Start of AVAILABLE DATA

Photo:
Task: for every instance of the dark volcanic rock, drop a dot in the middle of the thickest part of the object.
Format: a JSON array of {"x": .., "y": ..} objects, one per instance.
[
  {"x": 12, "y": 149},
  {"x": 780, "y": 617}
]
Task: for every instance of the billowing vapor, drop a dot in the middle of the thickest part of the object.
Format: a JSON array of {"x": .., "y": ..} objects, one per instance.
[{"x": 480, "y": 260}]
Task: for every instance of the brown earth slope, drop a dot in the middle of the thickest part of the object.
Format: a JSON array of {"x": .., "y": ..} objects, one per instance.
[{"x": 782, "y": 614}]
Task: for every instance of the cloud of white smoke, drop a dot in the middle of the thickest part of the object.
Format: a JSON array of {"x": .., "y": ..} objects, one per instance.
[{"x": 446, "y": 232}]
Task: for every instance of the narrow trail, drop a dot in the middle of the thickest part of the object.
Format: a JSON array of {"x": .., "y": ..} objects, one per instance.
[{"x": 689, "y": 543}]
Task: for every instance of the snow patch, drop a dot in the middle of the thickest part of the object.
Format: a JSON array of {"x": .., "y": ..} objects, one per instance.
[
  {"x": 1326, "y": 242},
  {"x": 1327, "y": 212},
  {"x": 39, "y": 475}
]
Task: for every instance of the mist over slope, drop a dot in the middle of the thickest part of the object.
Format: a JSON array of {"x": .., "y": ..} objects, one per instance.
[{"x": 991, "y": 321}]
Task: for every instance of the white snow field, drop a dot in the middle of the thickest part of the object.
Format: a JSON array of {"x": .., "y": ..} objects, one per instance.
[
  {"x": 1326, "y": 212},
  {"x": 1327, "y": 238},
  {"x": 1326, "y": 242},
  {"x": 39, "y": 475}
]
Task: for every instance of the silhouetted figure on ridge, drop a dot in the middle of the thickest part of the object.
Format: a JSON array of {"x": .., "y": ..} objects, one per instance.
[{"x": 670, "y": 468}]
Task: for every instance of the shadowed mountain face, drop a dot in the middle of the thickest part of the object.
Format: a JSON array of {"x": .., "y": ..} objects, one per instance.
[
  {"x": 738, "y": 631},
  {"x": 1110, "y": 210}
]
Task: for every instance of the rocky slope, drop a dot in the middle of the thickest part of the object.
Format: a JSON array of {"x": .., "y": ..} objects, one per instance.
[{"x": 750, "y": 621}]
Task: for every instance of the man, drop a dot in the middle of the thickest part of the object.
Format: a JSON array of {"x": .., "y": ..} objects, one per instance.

End of AVAILABLE DATA

TASK BRIEF:
Edit the records above by replacing "drop a dot" with "place a point" wherever it occurs, keeping every other word the same.

RESULT:
Photo:
Task: for every instance of the dark volcanic rock, place a point in the middle of the thickest part of the object.
Format: a JSON array of {"x": .., "y": ..} objects, one per instance.
[
  {"x": 12, "y": 149},
  {"x": 780, "y": 617}
]
Task: for every instance of the billowing vapor, place a point in the middle of the thickest part of the object.
Format: a JSON array of {"x": .., "y": ..} objects, one per instance.
[{"x": 480, "y": 260}]
Task: for every instance of the brown earth slope, place a point in the middle of the thickest part of the object.
Format: a JSON array of {"x": .., "y": ..} objects, one per instance.
[{"x": 782, "y": 614}]
Task: for every instance of the cloud of white smoke, place a point in the middle of the thickest part of the object.
Format: a JSON array of {"x": .., "y": ..} objects, one per instance.
[{"x": 446, "y": 232}]
Task: for every instance of the narrow trail, place a point in the middle of the thickest part of the object.
Format: a JSON array of {"x": .., "y": ..} objects, one per instance.
[{"x": 689, "y": 543}]
Task: for every instance of the snow patch, place a point in the middle of the thickest part of the object.
Format: a JSON array of {"x": .., "y": ..} objects, one per instance.
[
  {"x": 1326, "y": 242},
  {"x": 1327, "y": 212},
  {"x": 39, "y": 475}
]
Task: for every instance of the mist over slope, place a point in the middle of the thickest part of the object.
Format: a JSON array of {"x": .., "y": ..} objects, one per instance.
[{"x": 991, "y": 321}]
Task: for every instance of the white snow field, place a point in the middle of the thickest part of the object.
Format: a JSON array of {"x": .., "y": ..} objects, one per instance.
[
  {"x": 1326, "y": 212},
  {"x": 1327, "y": 238},
  {"x": 1326, "y": 242},
  {"x": 39, "y": 475}
]
Task: for every instance of the silhouetted figure on ridge, place a point in the middle of the thickest part of the object.
Format: a JSON array of {"x": .., "y": ..} objects, one per instance.
[{"x": 670, "y": 468}]
Task: for every instance of the shadowed mountain face, place a point in the middle of the thickest part of the object.
Format: a JSON array of {"x": .., "y": ..} objects, one per instance.
[
  {"x": 738, "y": 631},
  {"x": 1110, "y": 210}
]
Task: for every instance of the rocky slope, place a point in the middle of the thickest part of the object.
Format: a JSON array of {"x": .., "y": ..} objects, one per instance.
[{"x": 750, "y": 621}]
Task: for every instance of the man, place a point in the middle of the thickest part of the object.
Format: a JSON array of {"x": .., "y": ..} objects, one per instance.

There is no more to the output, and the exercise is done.